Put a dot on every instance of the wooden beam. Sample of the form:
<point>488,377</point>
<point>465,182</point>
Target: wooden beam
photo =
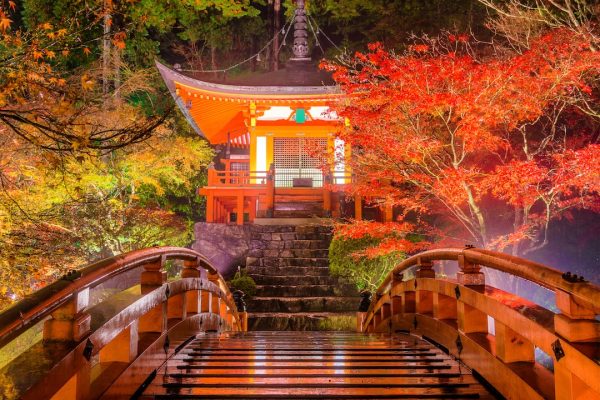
<point>357,207</point>
<point>240,209</point>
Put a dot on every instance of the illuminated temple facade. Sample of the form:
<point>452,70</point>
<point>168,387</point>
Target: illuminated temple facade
<point>279,155</point>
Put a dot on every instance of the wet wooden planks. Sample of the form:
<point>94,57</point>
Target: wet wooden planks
<point>312,365</point>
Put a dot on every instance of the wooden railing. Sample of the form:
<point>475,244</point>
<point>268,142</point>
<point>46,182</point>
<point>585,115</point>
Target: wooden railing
<point>237,178</point>
<point>457,315</point>
<point>89,348</point>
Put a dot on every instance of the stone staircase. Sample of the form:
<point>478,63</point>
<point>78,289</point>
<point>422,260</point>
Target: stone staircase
<point>294,289</point>
<point>298,202</point>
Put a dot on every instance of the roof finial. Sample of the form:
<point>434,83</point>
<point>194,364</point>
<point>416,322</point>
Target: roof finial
<point>300,33</point>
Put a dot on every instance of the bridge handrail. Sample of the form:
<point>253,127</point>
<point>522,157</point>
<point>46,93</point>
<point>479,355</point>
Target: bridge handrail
<point>40,304</point>
<point>455,313</point>
<point>540,274</point>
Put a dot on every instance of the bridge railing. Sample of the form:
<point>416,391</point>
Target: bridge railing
<point>494,332</point>
<point>88,349</point>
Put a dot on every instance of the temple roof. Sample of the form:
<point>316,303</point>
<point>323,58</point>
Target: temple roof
<point>298,78</point>
<point>218,107</point>
<point>217,111</point>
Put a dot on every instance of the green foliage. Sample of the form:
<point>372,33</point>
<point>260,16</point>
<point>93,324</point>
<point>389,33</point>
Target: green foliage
<point>241,281</point>
<point>346,260</point>
<point>338,323</point>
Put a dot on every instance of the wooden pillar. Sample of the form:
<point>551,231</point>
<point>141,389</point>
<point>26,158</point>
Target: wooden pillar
<point>69,322</point>
<point>176,306</point>
<point>123,348</point>
<point>153,276</point>
<point>512,347</point>
<point>191,269</point>
<point>469,274</point>
<point>396,300</point>
<point>470,319</point>
<point>357,207</point>
<point>205,298</point>
<point>424,298</point>
<point>569,386</point>
<point>212,175</point>
<point>386,311</point>
<point>217,211</point>
<point>271,191</point>
<point>388,212</point>
<point>576,322</point>
<point>243,321</point>
<point>77,387</point>
<point>155,320</point>
<point>240,209</point>
<point>360,320</point>
<point>327,200</point>
<point>444,307</point>
<point>252,209</point>
<point>210,213</point>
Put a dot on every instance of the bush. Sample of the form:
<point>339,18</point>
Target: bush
<point>338,323</point>
<point>243,282</point>
<point>365,273</point>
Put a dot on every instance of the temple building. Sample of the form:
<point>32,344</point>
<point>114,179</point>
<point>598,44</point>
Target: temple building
<point>279,157</point>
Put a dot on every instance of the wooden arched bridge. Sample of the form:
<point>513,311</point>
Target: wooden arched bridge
<point>126,327</point>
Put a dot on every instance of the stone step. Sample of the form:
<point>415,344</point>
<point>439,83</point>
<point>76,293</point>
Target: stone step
<point>299,214</point>
<point>301,290</point>
<point>293,245</point>
<point>291,322</point>
<point>299,198</point>
<point>286,270</point>
<point>289,253</point>
<point>287,262</point>
<point>298,206</point>
<point>307,228</point>
<point>304,279</point>
<point>303,304</point>
<point>258,238</point>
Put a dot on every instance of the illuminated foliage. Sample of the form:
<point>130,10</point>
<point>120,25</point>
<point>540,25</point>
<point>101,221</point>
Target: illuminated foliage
<point>498,146</point>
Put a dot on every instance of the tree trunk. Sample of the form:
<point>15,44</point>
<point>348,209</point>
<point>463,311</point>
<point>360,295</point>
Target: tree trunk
<point>106,50</point>
<point>276,27</point>
<point>213,58</point>
<point>271,32</point>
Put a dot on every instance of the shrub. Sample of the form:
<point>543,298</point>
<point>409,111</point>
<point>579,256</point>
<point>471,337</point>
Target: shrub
<point>346,260</point>
<point>241,281</point>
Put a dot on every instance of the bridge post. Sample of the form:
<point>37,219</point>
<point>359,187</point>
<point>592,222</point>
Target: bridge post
<point>444,307</point>
<point>213,300</point>
<point>511,346</point>
<point>123,348</point>
<point>576,322</point>
<point>191,269</point>
<point>470,274</point>
<point>396,300</point>
<point>424,298</point>
<point>153,277</point>
<point>357,207</point>
<point>69,322</point>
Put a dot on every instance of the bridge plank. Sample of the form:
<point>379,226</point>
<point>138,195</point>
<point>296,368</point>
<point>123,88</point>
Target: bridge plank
<point>315,365</point>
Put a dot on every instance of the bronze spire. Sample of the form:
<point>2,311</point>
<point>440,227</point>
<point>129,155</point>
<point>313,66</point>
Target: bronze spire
<point>301,50</point>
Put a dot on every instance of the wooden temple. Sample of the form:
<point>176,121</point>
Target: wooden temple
<point>279,154</point>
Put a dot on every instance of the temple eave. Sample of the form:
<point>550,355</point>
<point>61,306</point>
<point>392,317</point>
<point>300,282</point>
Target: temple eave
<point>246,92</point>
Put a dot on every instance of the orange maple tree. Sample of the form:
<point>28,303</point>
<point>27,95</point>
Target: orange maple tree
<point>486,149</point>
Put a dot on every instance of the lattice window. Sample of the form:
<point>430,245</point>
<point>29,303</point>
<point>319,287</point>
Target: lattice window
<point>239,166</point>
<point>299,158</point>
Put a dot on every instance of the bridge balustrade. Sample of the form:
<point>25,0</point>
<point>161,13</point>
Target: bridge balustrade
<point>92,349</point>
<point>456,314</point>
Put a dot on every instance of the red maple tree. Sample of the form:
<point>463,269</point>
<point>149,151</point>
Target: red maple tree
<point>489,149</point>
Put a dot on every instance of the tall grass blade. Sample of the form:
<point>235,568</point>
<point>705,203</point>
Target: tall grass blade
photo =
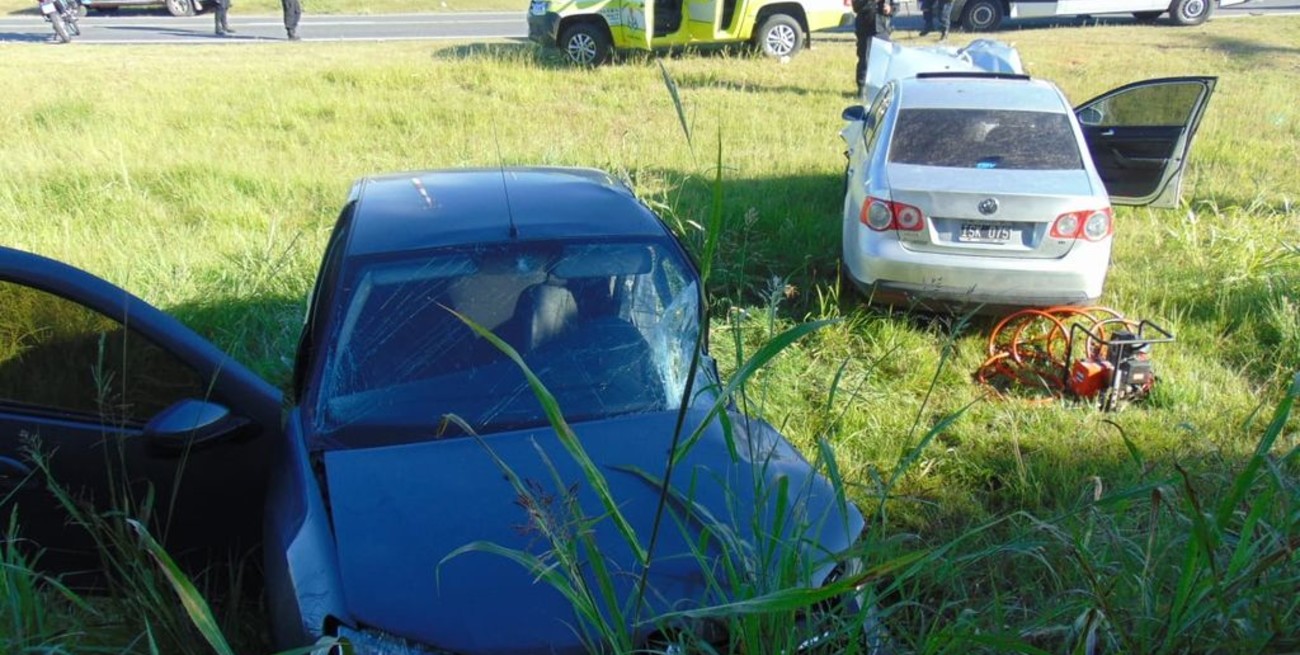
<point>190,598</point>
<point>671,85</point>
<point>567,438</point>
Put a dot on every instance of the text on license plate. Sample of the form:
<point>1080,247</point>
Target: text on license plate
<point>986,233</point>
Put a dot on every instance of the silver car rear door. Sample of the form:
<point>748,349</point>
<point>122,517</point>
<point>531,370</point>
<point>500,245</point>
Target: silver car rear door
<point>1139,137</point>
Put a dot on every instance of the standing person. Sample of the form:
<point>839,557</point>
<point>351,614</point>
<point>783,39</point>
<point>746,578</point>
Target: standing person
<point>871,18</point>
<point>943,9</point>
<point>220,17</point>
<point>293,12</point>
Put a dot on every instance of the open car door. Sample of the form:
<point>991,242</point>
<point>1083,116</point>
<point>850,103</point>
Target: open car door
<point>129,411</point>
<point>1139,137</point>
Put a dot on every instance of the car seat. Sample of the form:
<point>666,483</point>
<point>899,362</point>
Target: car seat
<point>542,313</point>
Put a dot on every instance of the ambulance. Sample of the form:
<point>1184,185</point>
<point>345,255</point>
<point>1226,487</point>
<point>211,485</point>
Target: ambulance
<point>588,31</point>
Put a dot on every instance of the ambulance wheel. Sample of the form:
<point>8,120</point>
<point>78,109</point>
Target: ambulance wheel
<point>585,44</point>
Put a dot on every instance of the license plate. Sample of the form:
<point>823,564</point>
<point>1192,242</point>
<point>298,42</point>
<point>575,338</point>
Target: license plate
<point>986,233</point>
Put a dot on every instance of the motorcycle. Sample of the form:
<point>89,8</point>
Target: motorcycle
<point>63,16</point>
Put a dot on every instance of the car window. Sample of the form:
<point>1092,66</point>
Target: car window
<point>1148,105</point>
<point>607,326</point>
<point>984,139</point>
<point>878,116</point>
<point>60,358</point>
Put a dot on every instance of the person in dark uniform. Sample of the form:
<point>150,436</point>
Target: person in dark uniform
<point>871,18</point>
<point>941,9</point>
<point>293,12</point>
<point>220,17</point>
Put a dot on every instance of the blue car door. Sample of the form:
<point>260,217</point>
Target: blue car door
<point>94,384</point>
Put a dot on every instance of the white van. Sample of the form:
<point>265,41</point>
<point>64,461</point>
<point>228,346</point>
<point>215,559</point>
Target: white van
<point>987,14</point>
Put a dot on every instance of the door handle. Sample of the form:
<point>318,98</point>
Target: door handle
<point>13,473</point>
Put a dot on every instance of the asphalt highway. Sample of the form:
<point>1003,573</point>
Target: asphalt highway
<point>156,26</point>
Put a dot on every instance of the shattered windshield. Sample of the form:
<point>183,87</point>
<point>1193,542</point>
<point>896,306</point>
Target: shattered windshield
<point>607,326</point>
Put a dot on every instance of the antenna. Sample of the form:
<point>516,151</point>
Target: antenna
<point>505,187</point>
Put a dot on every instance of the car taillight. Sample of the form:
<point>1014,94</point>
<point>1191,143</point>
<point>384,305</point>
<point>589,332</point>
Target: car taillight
<point>1091,224</point>
<point>882,216</point>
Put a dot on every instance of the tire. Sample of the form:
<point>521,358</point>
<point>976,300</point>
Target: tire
<point>180,7</point>
<point>585,44</point>
<point>60,29</point>
<point>779,37</point>
<point>982,14</point>
<point>1190,12</point>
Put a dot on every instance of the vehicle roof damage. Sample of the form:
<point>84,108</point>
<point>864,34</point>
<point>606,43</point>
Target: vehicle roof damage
<point>893,61</point>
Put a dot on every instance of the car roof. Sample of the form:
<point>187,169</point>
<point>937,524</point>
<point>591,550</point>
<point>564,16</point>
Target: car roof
<point>969,91</point>
<point>438,208</point>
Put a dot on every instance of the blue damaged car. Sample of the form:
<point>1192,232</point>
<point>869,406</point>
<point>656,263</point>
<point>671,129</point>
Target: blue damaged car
<point>403,420</point>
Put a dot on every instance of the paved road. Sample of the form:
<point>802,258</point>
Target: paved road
<point>159,27</point>
<point>143,26</point>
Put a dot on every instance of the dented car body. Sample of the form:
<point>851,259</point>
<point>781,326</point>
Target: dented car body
<point>971,186</point>
<point>403,420</point>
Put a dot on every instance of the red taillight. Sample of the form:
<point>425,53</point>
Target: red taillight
<point>1090,224</point>
<point>884,216</point>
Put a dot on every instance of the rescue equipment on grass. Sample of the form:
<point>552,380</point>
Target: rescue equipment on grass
<point>1092,354</point>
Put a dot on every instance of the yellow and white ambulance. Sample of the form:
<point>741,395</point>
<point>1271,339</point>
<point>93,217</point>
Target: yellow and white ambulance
<point>588,31</point>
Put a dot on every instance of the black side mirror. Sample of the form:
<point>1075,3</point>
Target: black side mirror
<point>854,113</point>
<point>1091,116</point>
<point>193,424</point>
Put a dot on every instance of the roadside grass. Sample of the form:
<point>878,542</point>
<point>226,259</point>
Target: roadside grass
<point>1064,524</point>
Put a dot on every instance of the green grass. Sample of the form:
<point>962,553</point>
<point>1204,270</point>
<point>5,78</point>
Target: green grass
<point>219,213</point>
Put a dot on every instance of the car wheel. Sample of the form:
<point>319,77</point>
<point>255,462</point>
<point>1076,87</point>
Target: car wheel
<point>779,37</point>
<point>585,44</point>
<point>1190,12</point>
<point>180,7</point>
<point>982,14</point>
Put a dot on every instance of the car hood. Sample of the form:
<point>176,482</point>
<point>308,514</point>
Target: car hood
<point>399,511</point>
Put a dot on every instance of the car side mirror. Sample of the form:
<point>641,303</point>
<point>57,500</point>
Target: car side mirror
<point>854,113</point>
<point>193,424</point>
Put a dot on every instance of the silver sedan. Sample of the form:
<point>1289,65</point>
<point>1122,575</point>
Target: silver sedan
<point>987,189</point>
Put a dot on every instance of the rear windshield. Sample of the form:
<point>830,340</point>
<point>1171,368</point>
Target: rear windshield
<point>984,139</point>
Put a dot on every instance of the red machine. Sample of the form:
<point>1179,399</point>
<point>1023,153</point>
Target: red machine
<point>1034,352</point>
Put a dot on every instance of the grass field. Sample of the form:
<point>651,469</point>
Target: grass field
<point>211,194</point>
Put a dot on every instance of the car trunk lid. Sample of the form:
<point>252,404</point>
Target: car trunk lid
<point>991,212</point>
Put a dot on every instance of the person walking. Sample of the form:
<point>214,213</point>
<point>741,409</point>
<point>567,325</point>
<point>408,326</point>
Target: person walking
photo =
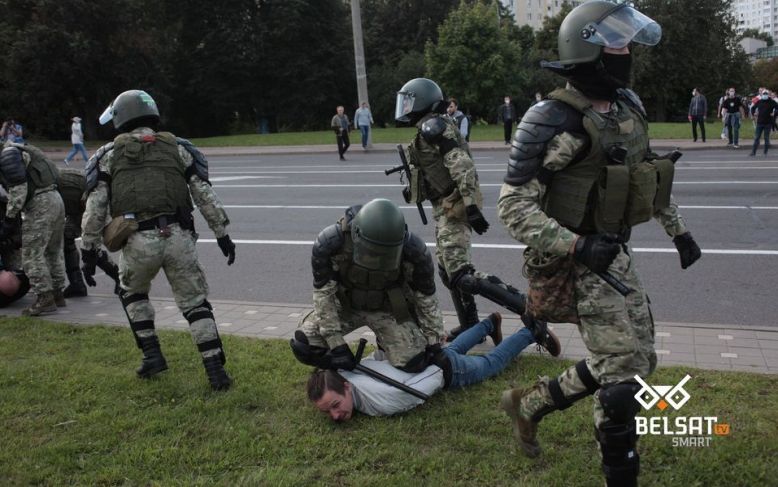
== == ==
> [Action item]:
Send back exactly the lines of the listing above starting at the one with "<point>141,389</point>" and ending at the one with "<point>76,293</point>", inclusive, and no others.

> [Problem solution]:
<point>141,389</point>
<point>26,158</point>
Target: wooden pillar
<point>69,322</point>
<point>176,306</point>
<point>123,348</point>
<point>153,276</point>
<point>512,347</point>
<point>191,269</point>
<point>469,274</point>
<point>396,300</point>
<point>470,319</point>
<point>357,207</point>
<point>205,298</point>
<point>424,298</point>
<point>569,386</point>
<point>212,175</point>
<point>386,311</point>
<point>217,211</point>
<point>271,191</point>
<point>388,212</point>
<point>576,322</point>
<point>243,321</point>
<point>77,387</point>
<point>155,320</point>
<point>240,209</point>
<point>360,320</point>
<point>327,200</point>
<point>444,307</point>
<point>252,209</point>
<point>210,213</point>
Put a dot on every instance of the bush. Sample of the form:
<point>339,18</point>
Target: bush
<point>338,323</point>
<point>243,282</point>
<point>365,273</point>
Put a dot on every instance of the temple building. Sample of the form:
<point>32,344</point>
<point>114,179</point>
<point>598,44</point>
Target: temple building
<point>279,157</point>
Put a dot on every instance of the wooden arched bridge. Sample of the form:
<point>513,311</point>
Target: wooden arched bridge
<point>126,327</point>
Put a dot on every instance of the stone step. Sample of the form:
<point>415,344</point>
<point>439,83</point>
<point>76,293</point>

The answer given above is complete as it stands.